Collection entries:

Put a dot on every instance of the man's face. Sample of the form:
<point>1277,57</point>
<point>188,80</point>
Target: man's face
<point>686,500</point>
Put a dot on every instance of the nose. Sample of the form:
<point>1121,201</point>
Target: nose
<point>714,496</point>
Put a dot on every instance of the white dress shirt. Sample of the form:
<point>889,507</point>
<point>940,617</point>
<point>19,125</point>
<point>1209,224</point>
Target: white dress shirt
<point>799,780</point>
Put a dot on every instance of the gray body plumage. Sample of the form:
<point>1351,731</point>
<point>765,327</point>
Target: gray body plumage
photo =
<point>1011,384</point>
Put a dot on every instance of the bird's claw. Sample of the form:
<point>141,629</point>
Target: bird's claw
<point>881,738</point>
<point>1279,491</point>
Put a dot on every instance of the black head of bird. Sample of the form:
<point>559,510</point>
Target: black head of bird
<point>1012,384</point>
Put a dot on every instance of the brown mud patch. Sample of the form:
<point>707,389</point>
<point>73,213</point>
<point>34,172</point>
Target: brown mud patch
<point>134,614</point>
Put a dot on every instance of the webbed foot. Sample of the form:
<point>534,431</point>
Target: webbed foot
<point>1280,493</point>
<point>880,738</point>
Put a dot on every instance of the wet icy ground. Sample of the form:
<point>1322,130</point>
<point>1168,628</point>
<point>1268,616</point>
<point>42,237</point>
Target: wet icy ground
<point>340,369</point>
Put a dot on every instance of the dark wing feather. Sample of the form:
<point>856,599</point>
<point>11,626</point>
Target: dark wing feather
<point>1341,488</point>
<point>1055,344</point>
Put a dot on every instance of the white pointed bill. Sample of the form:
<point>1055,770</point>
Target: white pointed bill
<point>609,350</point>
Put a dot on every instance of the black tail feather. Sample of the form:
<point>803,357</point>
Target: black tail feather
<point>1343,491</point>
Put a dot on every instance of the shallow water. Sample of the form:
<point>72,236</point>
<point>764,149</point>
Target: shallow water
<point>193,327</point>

(INSTRUCTIONS TO FOLLOW)
Reproduce all of the rows above verbatim, changing no character.

(EXERCISE RESULT)
Put a dot on every instance of the man's face. Sample of the form:
<point>1277,57</point>
<point>188,80</point>
Target: man's face
<point>686,500</point>
Put a dot on every instance of the nose. Sample of the form:
<point>1121,201</point>
Target: nose
<point>714,496</point>
Put a dot on every instance of the white dress shirt. Sample of the form:
<point>889,507</point>
<point>940,617</point>
<point>19,125</point>
<point>1209,224</point>
Target: white dress shirt
<point>799,780</point>
Put a dot on every instance of the gray body plumage. Sample of the form:
<point>1351,731</point>
<point>765,327</point>
Target: gray body plumage
photo =
<point>1011,384</point>
Put a dot on every instance of the bird's claw. Sample of the form:
<point>141,629</point>
Target: bird's claw
<point>881,738</point>
<point>1279,491</point>
Put a dot on every instance of the black head of bird. Sample of the form:
<point>559,510</point>
Target: black head of bird
<point>1012,384</point>
Put a dot on every instance of the brown mud patch. Sample of the form:
<point>707,389</point>
<point>73,213</point>
<point>34,172</point>
Target: brown mud patch
<point>134,614</point>
Put a dot on every instance of the webbed foot. Sample of the form:
<point>534,431</point>
Target: webbed foot
<point>1280,493</point>
<point>880,738</point>
Put a dot on every instance of the wet icy ground. Sample of the form:
<point>1322,130</point>
<point>1168,628</point>
<point>1268,616</point>
<point>42,237</point>
Target: wet icy ground
<point>340,369</point>
Put a dot on every instance of the dark wing feather. Sample of the form:
<point>856,599</point>
<point>11,626</point>
Target: dark wing feather
<point>1341,488</point>
<point>1055,344</point>
Put a dot on every instance of the white pointed bill. Sample of the form:
<point>1055,770</point>
Target: white pointed bill
<point>609,350</point>
Put a dot on every instance of the black tail feather. Sample of the form:
<point>803,357</point>
Target: black tail feather
<point>1343,491</point>
Put a dot on every instance of the shallow water. Sample of the form:
<point>72,236</point>
<point>764,149</point>
Target: shallow water
<point>193,327</point>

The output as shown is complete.